------ Page extract
COVID-19 continues to change all aspects of the world around us, and taxes are no exception. In writing this blog, we are representing changes implemented as of April 1. While we hope the blog provides you with tax planning ideas and guidance, please check with your trusted financial advisors for the most up-to-date information that may impact your choices and tax filing path. CFP® professionals are uniquely qualified to guide you through these uncertain times. Additionally, you can review updates to tax laws on the IRS website and on the appropriate website for your own state income tax boards.

Despite the change to a July 15 tax filing deadline, tax planning should still be on your mind. Here are a few helpful tax planning tips for you to consider as you prepare to file.

  • July 15 is the new April 15. In consideration of the extreme financial stress everyday citizens face due to the vast “shelter in place” directives being implemented, the federal government has extended this year’s tax filing date to July 15. Not only may you file on this later date, you may pay any taxes normally owed by April 15 when you file July 15. Treasury Secretary Steven Mnuchin has indicated that anyone following this process will automatically not be charged any interest and/or penalties for filing and paying up until July 15. However, many of us expect refunds when we file, so it is recommended to file your returns soon to benefit your cash flow during this volatile time.
  • Are quarterly taxes typically due April 15 for tax year 2020 also included in the extension? Many of you pay quarterly taxes, especially those who are self-employed. You may defer the taxes you would normally pay April 15 for the first quarter until July 15. However, for those of you paying quarterly taxes throughout the year, changes have not been applied yet to taxes that would normally be due on June 15 for the second quarter. Please check the IRS website for further guidance as that deadline approaches.
  • How are contributions to IRAs and Roth IRAs affected? The July 15 extension also applies to IRA and Roth IRA contributions. Know your funding limits and if you are uncertain, consult a tax pro. For example, in 2019, the limit on annual contributions to IRAs and Roth IRAs increased to $6,000 with an extra $1,000 for those age 50 and older. If you are not sure of which plan to use, reach out to your trusted CFP® professional financial planner for advice tailored to your personal circumstances. And if you are a business owner, consider funding a more sophisticated retirement plan, such as a SEP IRA. You can often invest more than traditional IRA and Roth IRA limits into these plans and fund all the way up to the October 15 extension deadline.
------------
------ Excerpted records
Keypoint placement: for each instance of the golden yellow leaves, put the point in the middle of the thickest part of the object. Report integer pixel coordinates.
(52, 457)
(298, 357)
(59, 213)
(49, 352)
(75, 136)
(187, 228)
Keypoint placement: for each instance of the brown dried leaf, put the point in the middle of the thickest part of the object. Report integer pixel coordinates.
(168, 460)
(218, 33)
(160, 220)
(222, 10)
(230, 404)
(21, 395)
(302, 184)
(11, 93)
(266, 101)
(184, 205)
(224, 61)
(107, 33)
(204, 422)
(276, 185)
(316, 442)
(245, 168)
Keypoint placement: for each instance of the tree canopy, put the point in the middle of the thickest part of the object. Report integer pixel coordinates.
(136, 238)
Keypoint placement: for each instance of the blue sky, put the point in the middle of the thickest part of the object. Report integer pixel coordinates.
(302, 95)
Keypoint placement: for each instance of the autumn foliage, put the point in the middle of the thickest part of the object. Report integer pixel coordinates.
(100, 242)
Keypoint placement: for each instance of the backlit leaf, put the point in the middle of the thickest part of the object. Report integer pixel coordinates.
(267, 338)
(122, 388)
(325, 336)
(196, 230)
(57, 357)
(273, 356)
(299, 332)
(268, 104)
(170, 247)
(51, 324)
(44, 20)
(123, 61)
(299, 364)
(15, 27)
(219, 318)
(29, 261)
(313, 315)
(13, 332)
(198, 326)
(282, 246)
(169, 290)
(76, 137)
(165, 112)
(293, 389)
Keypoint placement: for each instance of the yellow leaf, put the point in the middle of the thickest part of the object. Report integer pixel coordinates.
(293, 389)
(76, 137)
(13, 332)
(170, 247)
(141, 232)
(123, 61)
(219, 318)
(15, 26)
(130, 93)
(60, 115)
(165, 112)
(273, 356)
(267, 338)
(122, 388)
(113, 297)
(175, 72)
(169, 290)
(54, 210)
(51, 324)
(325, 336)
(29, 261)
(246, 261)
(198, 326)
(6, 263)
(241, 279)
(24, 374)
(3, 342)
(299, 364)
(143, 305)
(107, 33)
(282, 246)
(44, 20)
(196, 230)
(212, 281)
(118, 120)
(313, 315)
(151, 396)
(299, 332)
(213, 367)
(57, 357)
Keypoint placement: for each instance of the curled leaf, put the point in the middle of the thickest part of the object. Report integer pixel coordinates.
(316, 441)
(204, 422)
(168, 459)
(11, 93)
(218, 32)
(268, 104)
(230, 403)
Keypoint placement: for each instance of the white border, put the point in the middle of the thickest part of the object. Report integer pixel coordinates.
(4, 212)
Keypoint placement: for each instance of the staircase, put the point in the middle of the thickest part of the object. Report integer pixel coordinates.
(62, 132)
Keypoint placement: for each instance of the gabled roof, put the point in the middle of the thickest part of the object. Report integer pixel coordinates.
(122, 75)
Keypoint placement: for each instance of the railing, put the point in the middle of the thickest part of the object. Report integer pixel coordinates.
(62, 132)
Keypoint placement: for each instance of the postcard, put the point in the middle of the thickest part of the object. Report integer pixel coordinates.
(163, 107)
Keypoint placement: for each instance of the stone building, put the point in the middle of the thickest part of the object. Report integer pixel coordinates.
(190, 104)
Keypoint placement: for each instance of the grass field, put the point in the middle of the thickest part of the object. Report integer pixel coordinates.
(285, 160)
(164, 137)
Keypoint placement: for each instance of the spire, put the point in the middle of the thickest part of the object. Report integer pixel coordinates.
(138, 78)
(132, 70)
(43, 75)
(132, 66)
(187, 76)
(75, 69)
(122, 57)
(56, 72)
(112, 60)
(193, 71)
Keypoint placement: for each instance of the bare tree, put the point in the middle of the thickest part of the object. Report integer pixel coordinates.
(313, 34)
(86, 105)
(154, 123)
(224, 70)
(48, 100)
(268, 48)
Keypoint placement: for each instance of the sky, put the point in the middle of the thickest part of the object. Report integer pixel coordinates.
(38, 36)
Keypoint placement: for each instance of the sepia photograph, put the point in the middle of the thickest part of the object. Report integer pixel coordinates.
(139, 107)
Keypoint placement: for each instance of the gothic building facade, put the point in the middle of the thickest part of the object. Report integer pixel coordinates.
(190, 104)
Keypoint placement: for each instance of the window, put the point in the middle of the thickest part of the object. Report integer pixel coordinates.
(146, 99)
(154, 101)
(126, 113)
------------
### Explore the material
(a) In the tax blog, condense the paragraph that begins "Are quarterly taxes typically due April 15" into two or three sentences that keep its main facts.
(b) Write the next part of the tax blog, picking up right after its final sentence.

### Per-task answers
(a) Quarterly taxpayers, often self-employed people, may defer their first-quarter payment normally due April 15 until July 15. Second-quarter payments normally due June 15 have not been changed yet, so check the IRS website as that deadline approaches.

(b)
  • Pay attention to the details on your investment company 1099s. It seems every year 1099s are released by investment companies later and later. The silver lining is that far fewer corrected 1099s are issued close to the normal April 15 filing deadline. That said, take a moment to be sure you have all of your 1099s. Then, review thoroughly, paying close attention to the details which often come in the form of schedules attached to the 1099. For example, muni bond interest may or may not be tax free on your federal and/or state returns based on many factors. Also, ensure that qualified dividends and other preferentially taxed income is reported correctly on your income tax returns so you don’t overpay. When considering capital gains, check the basis information and holding dates to be sure you agree. Mistakes are made, and this is your chance to correct them. Report errors to the issuer as soon as you can, and let your preparers know if they need to make adjustments and document differences on your tax returns using supplementary notes or schedules.
  • Begin preparing for July. Americans who are experiencing day-to-day cash flow issues during these uncertain times may need to pay bills now and wait to pay taxes still owed for 2019 until July 15.  You can take advantage of the late payment date and conserve cash if you need to.  The government enacted the payment delay for that very reason. However, establish a cash conservation plan so that you are prepared to pay in July. Otherwise, you risk creating an unwelcome tax debt lasting beyond July 15 that might adversely impact your long-term financial planning goals.

Be sure to think ahead about what you can do to control your tax burden in the current year for next year’s filing season. It’s a lot easier to make changes to your tax obligations before December 31 than after! CFP Board is dedicated to providing resources to the public on financial planning strategies. Check out LetsMakeAPlan.org for weekly blog posts covering a variety of financial planning topics.

Wishing you all a safe tax season.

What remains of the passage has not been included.